# Cold battery Supercharging



## jsmay311 (Oct 2, 2017)

The "Tesla Model 3 Road Trip" guys documenting their cross-country drive on Facebook posted tonight about their experience trying to Supercharge after leaving their Model 3 unplugged in (relatively mild) 20F temps.




__ https://www.facebook.com/


(Link to post is "facebook dot com/tsla3/videos/857552894416181/". I can't figure out how to include a plain link without it getting converted to an embedded media.)

They got zero charging for (at least) the first 11 mins after plugging in. After 45 mins it was only up to 34kW.

+14 min: 4kW
+15 min: 5kW
+20 min: 9kW
+25 min: 14kW
+45 min: 34kW

I'd read some horror stories about Model S's failing to charge *at all* for over an hour after plugging into a Supercharger with a cold battery. I had hoped the Model 3 would have improved performance in this respect with some kind of elegant solution, but it appears maybe not.

Some questions I have include:

Any idea if the Model 3's lack of a dedicated battery heater hurts it's ability to quickly warm the battery? (Is there any way to measure the max kW draw for battery heating?)
When charging a cold battery on L2, is the charging rate similarly limited as when plugged into a SC station? (What I've read re: the S/X suggests it's not, but that makes zero sense to me.)
Is there any good reason why Tesla doesn't update their Supercharging display screen (for all models) to better communicate to the driver just what the hell is going on when the charging rate stays stuck at "0kW" for an extended period of time after plugging into a Supercharger?
A little explanation to the driver could go a long way in helping understand the root of the charging rate limitations and soothe any associated frustrations.
Maybe showing how many kW are being drawn from the SC _specifically for heat_ would be helpful so the driver can see that _something_ is happening.

Any other thoughts on this?


----------



## Sub-hundred (Dec 31, 2017)

jsmay311 said:


> Any idea if the Model 3's lack of a dedicated battery heater hurts it's ability to quickly warm the battery? (Is there any way to measure the max kW draw for battery heating?)

SUPPLIED MATERIAL>
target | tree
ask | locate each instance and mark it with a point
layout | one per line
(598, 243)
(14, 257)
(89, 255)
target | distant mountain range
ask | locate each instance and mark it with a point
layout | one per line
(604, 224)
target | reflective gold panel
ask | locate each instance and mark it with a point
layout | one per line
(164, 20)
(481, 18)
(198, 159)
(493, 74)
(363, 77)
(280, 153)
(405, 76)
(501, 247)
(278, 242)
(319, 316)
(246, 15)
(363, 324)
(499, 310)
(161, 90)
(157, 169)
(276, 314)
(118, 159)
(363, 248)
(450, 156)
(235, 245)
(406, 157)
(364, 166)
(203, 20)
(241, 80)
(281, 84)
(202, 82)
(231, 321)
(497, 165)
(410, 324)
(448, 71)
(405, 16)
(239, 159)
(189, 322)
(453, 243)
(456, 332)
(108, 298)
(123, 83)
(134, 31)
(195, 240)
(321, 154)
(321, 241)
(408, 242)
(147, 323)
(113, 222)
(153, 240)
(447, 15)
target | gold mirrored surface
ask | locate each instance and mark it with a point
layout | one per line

PROBLEMS AND TASKS>
1. In the cold battery Supercharging thread, what charging rate had the car reached after 45 minutes?
2. From the cold battery Supercharging thread, list each time and charging rate given in the minute-by-minute readings.
3. Copy word for word the part of the cold battery Supercharging thread starting with "## jsmay311 (Oct" and going on through "an embedded media.)".

SOLUTION SET>
1. 34kW

2.
- +14 min: 4kW
- +15 min: 5kW
- +20 min: 9kW
- +25 min: 14kW
- +45 min: 34kW

3.
## jsmay311 (Oct 2, 2017)

The "Tesla Model 3 Road Trip" guys documenting their cross-country drive on Facebook posted tonight about their experience trying to Supercharge after leaving their Model 3 unplugged in (relatively mild) 20F temps.




__ https://www.facebook.com/


(Link to post is "facebook dot com/tsla3/videos/857552894416181/". I can't figure out how to include a plain link without it getting converted to an embedded media.)